> The request: Echo every one of the rows below verbatim, leaving each line and character unchanged.

> Excerpted records:
-------
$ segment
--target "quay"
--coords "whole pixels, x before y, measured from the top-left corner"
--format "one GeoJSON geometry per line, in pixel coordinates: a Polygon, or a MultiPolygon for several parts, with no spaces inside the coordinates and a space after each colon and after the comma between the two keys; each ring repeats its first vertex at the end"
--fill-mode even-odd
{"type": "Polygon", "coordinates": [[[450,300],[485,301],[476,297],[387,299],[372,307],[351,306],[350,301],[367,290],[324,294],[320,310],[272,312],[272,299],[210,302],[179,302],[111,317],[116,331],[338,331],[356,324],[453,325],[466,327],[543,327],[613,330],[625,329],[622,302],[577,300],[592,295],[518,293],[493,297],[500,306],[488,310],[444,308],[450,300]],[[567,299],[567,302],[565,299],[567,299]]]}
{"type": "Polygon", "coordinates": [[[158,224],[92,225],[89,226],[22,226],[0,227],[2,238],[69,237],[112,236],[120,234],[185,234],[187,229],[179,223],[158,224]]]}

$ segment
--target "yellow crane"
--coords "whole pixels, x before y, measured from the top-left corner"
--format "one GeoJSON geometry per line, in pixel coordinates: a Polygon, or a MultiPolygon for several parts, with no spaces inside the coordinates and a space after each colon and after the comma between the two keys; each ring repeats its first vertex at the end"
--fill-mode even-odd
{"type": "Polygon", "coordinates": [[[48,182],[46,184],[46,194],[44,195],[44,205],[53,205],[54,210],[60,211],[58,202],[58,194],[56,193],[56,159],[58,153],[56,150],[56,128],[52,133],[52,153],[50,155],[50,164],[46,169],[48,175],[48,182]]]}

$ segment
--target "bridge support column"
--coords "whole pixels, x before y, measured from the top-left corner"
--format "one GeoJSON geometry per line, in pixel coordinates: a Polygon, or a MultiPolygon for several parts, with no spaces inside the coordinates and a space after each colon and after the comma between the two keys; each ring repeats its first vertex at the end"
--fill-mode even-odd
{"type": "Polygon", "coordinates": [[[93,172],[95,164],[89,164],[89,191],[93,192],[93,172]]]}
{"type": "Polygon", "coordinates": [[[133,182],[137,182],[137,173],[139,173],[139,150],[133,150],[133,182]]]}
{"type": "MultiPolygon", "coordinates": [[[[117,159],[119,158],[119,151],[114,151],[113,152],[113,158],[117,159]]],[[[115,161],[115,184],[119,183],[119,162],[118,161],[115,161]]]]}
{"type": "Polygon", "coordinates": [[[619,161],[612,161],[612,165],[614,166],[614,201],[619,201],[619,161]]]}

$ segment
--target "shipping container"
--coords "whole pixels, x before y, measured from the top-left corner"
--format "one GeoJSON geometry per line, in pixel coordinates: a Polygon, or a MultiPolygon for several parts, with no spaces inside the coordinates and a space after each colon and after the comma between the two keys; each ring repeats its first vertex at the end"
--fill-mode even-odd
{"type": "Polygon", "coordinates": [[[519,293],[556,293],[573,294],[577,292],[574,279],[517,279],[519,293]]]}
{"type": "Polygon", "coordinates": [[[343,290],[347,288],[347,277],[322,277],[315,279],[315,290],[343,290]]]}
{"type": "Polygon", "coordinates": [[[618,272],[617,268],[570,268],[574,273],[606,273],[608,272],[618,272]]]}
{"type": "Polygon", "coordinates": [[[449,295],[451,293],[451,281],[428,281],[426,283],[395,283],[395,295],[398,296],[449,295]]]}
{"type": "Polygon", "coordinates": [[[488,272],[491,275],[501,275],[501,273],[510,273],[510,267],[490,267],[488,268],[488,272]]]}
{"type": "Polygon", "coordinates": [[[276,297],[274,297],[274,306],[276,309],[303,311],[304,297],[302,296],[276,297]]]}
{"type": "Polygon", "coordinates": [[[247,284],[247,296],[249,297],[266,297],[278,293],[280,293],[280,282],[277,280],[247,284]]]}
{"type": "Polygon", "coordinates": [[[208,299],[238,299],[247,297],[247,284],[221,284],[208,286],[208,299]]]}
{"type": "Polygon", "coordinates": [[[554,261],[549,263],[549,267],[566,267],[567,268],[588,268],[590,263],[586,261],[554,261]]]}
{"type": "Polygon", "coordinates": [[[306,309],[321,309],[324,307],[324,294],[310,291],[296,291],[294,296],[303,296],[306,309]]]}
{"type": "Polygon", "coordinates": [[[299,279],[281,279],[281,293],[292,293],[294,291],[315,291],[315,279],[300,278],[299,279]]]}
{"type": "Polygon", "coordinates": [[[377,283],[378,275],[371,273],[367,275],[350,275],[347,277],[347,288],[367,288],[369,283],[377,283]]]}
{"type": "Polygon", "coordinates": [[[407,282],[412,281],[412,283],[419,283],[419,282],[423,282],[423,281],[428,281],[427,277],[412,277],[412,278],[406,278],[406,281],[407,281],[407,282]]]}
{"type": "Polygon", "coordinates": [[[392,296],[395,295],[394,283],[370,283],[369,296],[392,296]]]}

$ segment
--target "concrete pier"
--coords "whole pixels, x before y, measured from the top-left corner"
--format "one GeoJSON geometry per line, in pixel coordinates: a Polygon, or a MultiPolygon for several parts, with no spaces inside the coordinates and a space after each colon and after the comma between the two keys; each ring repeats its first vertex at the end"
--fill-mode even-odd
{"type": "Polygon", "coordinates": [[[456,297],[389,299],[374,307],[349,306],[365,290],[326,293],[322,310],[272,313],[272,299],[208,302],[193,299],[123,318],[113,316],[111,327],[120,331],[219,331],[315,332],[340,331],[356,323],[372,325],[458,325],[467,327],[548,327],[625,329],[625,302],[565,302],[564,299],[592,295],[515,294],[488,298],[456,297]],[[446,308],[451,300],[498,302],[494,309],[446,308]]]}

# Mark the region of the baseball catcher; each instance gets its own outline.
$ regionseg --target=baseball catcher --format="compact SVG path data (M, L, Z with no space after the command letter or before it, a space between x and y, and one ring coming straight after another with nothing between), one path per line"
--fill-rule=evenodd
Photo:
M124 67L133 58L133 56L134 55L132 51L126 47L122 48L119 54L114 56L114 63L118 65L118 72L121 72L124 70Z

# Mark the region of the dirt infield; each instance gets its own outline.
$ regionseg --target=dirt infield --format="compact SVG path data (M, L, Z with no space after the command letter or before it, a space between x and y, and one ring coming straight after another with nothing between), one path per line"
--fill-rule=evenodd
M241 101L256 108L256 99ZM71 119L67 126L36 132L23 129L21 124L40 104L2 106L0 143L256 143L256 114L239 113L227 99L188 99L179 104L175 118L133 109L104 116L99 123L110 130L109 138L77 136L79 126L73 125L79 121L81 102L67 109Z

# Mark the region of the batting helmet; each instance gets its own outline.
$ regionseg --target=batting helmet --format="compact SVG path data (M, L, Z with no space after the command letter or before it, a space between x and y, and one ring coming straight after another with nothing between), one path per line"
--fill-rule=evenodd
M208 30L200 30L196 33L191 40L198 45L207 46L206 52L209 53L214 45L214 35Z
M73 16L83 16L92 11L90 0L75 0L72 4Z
-------
> Task result:
$ segment
--target "quay"
--coords "whole pixels, x before y, measured from the top-left corner"
--format "one GeoJSON geometry per line, in pixel coordinates: a Polygon, or a MultiPolygon for several parts, with no spaces inside the coordinates and a space after each colon and after the comma between the two keys; each ring repeats its first vertex at the end"
--fill-mode even-odd
{"type": "Polygon", "coordinates": [[[450,300],[485,301],[476,297],[387,299],[372,307],[351,306],[350,301],[367,290],[324,294],[320,310],[272,312],[272,299],[210,302],[179,302],[111,317],[116,331],[338,331],[356,324],[453,325],[466,327],[543,327],[613,330],[625,329],[622,302],[577,300],[592,295],[518,293],[493,297],[500,306],[488,310],[444,308],[450,300]],[[567,299],[567,302],[565,299],[567,299]]]}
{"type": "Polygon", "coordinates": [[[158,224],[92,225],[89,226],[22,226],[0,227],[2,238],[69,237],[112,236],[120,234],[185,234],[187,229],[179,223],[158,224]]]}

$ segment
--target "yellow crane"
--coords "whole pixels, x before y, measured from the top-left corner"
--format "one GeoJSON geometry per line, in pixel coordinates: a Polygon, or a MultiPolygon for several parts, with no spaces inside the coordinates and a space after each colon and after the comma between the two keys; each ring repeats its first vertex at the end"
--fill-mode even-odd
{"type": "Polygon", "coordinates": [[[48,182],[46,184],[46,194],[44,195],[44,205],[53,205],[54,210],[60,211],[58,202],[58,194],[56,193],[56,159],[58,153],[56,150],[56,128],[52,133],[52,153],[50,155],[50,164],[46,169],[48,175],[48,182]]]}

$ segment
--target "bridge support column"
--coords "whole pixels, x before y, measured from the top-left corner"
--format "one GeoJSON geometry per line, in pixel coordinates: a Polygon, or a MultiPolygon for several parts, with no spaces inside the coordinates and a space after each colon and after the comma between the two keys; each ring repeats its first vertex at the end"
--fill-mode even-odd
{"type": "Polygon", "coordinates": [[[93,172],[95,164],[89,164],[89,191],[93,192],[93,172]]]}
{"type": "Polygon", "coordinates": [[[133,182],[137,182],[137,173],[139,173],[139,150],[133,150],[133,182]]]}
{"type": "MultiPolygon", "coordinates": [[[[117,159],[119,158],[119,151],[114,151],[113,152],[113,158],[117,159]]],[[[115,161],[115,184],[119,183],[119,162],[118,161],[115,161]]]]}
{"type": "Polygon", "coordinates": [[[619,161],[612,161],[612,165],[614,166],[614,201],[619,201],[619,161]]]}

$ segment
--target "shipping container"
--coords "whole pixels, x before y, measured from the top-left corner"
--format "one GeoJSON geometry per line, in pixel coordinates: a Polygon, or a MultiPolygon for several parts, with no spaces inside the coordinates and a space after each colon and after the comma between the two keys; each ring repeats its first vertex at the end"
--fill-mode even-odd
{"type": "Polygon", "coordinates": [[[519,293],[556,293],[573,294],[577,292],[574,279],[517,279],[519,293]]]}
{"type": "Polygon", "coordinates": [[[343,290],[347,288],[347,277],[322,277],[315,279],[315,290],[343,290]]]}
{"type": "Polygon", "coordinates": [[[618,272],[617,268],[570,268],[574,273],[606,273],[608,272],[618,272]]]}
{"type": "Polygon", "coordinates": [[[449,295],[451,293],[451,281],[428,281],[426,283],[395,283],[395,295],[398,296],[449,295]]]}
{"type": "Polygon", "coordinates": [[[488,272],[491,275],[501,275],[501,273],[510,273],[510,267],[490,267],[488,268],[488,272]]]}
{"type": "Polygon", "coordinates": [[[276,297],[274,297],[274,306],[276,309],[303,311],[304,297],[302,296],[276,297]]]}
{"type": "Polygon", "coordinates": [[[247,284],[247,296],[249,297],[266,297],[278,293],[280,293],[280,282],[277,280],[247,284]]]}
{"type": "Polygon", "coordinates": [[[208,299],[238,299],[247,297],[247,284],[221,284],[208,286],[208,299]]]}
{"type": "Polygon", "coordinates": [[[554,261],[549,263],[549,267],[566,267],[567,268],[588,268],[590,263],[586,261],[554,261]]]}
{"type": "Polygon", "coordinates": [[[306,309],[321,309],[324,307],[324,294],[310,291],[296,291],[294,296],[303,296],[306,309]]]}
{"type": "Polygon", "coordinates": [[[299,279],[281,279],[281,293],[292,293],[294,291],[315,291],[315,279],[300,278],[299,279]]]}
{"type": "Polygon", "coordinates": [[[377,283],[378,275],[371,273],[367,275],[350,275],[347,277],[347,288],[367,288],[369,283],[377,283]]]}
{"type": "Polygon", "coordinates": [[[407,282],[412,281],[412,283],[419,283],[419,282],[423,282],[423,281],[428,281],[427,277],[412,277],[412,278],[406,278],[406,281],[407,281],[407,282]]]}
{"type": "Polygon", "coordinates": [[[392,296],[395,295],[394,283],[370,283],[369,296],[392,296]]]}

$ segment
--target "concrete pier"
--coords "whole pixels, x before y, measured from the top-left corner"
--format "one GeoJSON geometry per line, in pixel coordinates: a Polygon, or a MultiPolygon for several parts, with no spaces inside the coordinates and a space after each colon and after the comma between the two keys; each ring repeats its first vertex at the end"
--fill-mode even-odd
{"type": "Polygon", "coordinates": [[[456,297],[389,299],[374,307],[349,306],[365,290],[326,293],[322,310],[272,313],[272,299],[208,302],[193,299],[123,318],[113,316],[111,327],[120,331],[219,331],[315,332],[340,331],[356,323],[372,325],[458,325],[467,327],[548,327],[625,329],[625,302],[565,302],[564,299],[592,295],[515,294],[488,298],[456,297]],[[446,308],[451,300],[498,302],[494,309],[446,308]]]}

# Mark the region of the baseball catcher; each instance gets its own outline.
$ regionseg --target=baseball catcher --format="compact SVG path data (M, L, Z with no space after the command letter or before it, a space between x and y, and one ring coming straight after another with nothing between), one path per line"
--fill-rule=evenodd
Photo:
M124 67L133 58L133 56L134 55L132 51L126 47L122 48L119 54L114 56L114 63L118 65L118 72L121 72L124 70Z

# Mark the region of the dirt infield; each instance gets its own outline.
$ regionseg --target=dirt infield --format="compact SVG path data (M, L, Z with no space after the command letter or before it, a space between x and y, and one ring coming straight after another with nothing between), one path per line"
--fill-rule=evenodd
M241 101L256 108L256 99ZM71 119L67 126L36 132L23 129L21 124L40 104L2 106L0 143L256 143L256 114L239 113L227 99L188 99L179 104L175 118L133 109L104 116L99 123L110 130L109 138L77 136L79 126L73 125L79 121L81 102L67 109Z

# Mark the region of the batting helmet; each instance gets its own outline.
$ regionseg --target=batting helmet --format="compact SVG path data (M, L, Z with no space after the command letter or before it, a space between x and y, and one ring coming straight after another with nothing between), one path per line"
--fill-rule=evenodd
M208 30L200 30L196 33L191 40L198 45L207 46L206 52L209 53L214 45L214 35Z
M73 16L83 16L92 11L90 0L75 0L72 4Z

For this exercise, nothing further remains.